(TO BE DONE): According to the essay on Tolstoy's late works, in what year was The Death of Ivan Ilyich published?

This lack of human freedom in Resurrection, when it’s coupled with Tolstoy’s didacticism, is exhausting. Like Karolina Pavlova in A Double Life, Tolstoy’s anger leaves Resurrection feeling unbalanced. It is too clear who is good and who is bad. Every detail, from Nekhlyudov’s golden cufflinks to Maslova’s drinking, seems to have its purpose as a criticism of the world as it lies before Tolstoy’s eyes. He can’t see anything without judging it, and the judgements are always unfavourable. In spite of Tolstoy’s determination to bring us to the good life, what actually happens is that the experience of reading Resurrection is depressing. And not because it’s a story about prisons.

The Death of Ivan Ilyich

A good comparison for Resurrection is another one of Tolstoy’s later works, The Death of Ivan Ilyich, which I reread recently. Ivan was published in 1886, ten years before Resurrection, and it shows. The novella still tries to take us towards a good life, but the methods are more subtle, and the work as a whole is more joyous.

The Death of Ivan Ilyich is first and foremost an extremely funny book. Tolstoy absolutely hates Ivan’s stupid boring vapid existence, but he understands that it’s better to dismantle it through laughter than try to annihilate it with a diatribe. Take the moment one of Ivan’s friends beholds his dead body and thinks “the only thing he was certain of was that in this situation you couldn’t go wrong if you made the sign of the cross”. Or how the first thought of people, hearing he’s died, is “a feeling of delight that he had died and they hadn’t”. In undermining the solemnity of the occasion Tolstoy has his purpose – he wants to show the citizens as selfish, unvirtuous, and themselves unprepared for death. But he does it in a way that’s a joy to read.

Where Resurrection is blunt, Ivan is full of wonderful ironies and subtleties. Things that stuck out for me included the way Ivan receives his fatal injury while decorating his drawing room – meaning that he literally dies because of the banal existence he’d been living. Another moment was when Ivan is lying there dying, and his daughter’s fiancé comes and talks about an actress with him instead of showing any kind of compassion. The novella is really funny, and yet it is perfectly capable of conveying a serious message too. In fact, the seriousness is heightened by its contrast to the levity. When Ivan tells himself at last that “death has gone”, it’s a magical moment. In Resurrection, which is entirely drab, there’s far less room for any spiritual manoeuvre.

(RECORDS):
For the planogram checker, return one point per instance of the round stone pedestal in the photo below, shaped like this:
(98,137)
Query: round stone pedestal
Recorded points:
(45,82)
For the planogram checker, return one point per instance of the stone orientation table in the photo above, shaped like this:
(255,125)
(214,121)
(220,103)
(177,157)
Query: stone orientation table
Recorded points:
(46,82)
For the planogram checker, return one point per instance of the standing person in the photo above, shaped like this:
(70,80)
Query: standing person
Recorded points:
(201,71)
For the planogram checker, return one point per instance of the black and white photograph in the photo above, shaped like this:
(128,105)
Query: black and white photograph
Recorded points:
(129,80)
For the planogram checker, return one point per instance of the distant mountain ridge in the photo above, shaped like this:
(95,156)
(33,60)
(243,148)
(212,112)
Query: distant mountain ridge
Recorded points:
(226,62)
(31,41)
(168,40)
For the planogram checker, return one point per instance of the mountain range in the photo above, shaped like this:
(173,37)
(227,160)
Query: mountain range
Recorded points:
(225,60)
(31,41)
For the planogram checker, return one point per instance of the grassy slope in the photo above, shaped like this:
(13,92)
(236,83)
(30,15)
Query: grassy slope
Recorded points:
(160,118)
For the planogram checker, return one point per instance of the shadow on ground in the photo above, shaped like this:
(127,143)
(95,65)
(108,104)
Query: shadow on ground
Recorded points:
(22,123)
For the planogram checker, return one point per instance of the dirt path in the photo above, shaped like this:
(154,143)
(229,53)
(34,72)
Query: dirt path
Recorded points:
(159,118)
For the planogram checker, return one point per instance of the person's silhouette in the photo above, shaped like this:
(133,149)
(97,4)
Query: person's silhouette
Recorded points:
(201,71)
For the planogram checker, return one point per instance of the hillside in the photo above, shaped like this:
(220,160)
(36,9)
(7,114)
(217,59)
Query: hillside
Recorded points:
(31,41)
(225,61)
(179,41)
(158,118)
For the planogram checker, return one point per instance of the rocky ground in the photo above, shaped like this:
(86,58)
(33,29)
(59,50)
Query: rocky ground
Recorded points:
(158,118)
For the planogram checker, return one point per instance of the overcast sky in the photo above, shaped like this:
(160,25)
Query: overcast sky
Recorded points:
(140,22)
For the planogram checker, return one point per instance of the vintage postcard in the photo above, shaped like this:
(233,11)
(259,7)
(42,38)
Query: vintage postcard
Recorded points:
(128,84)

(SOLUTION BELOW): 1886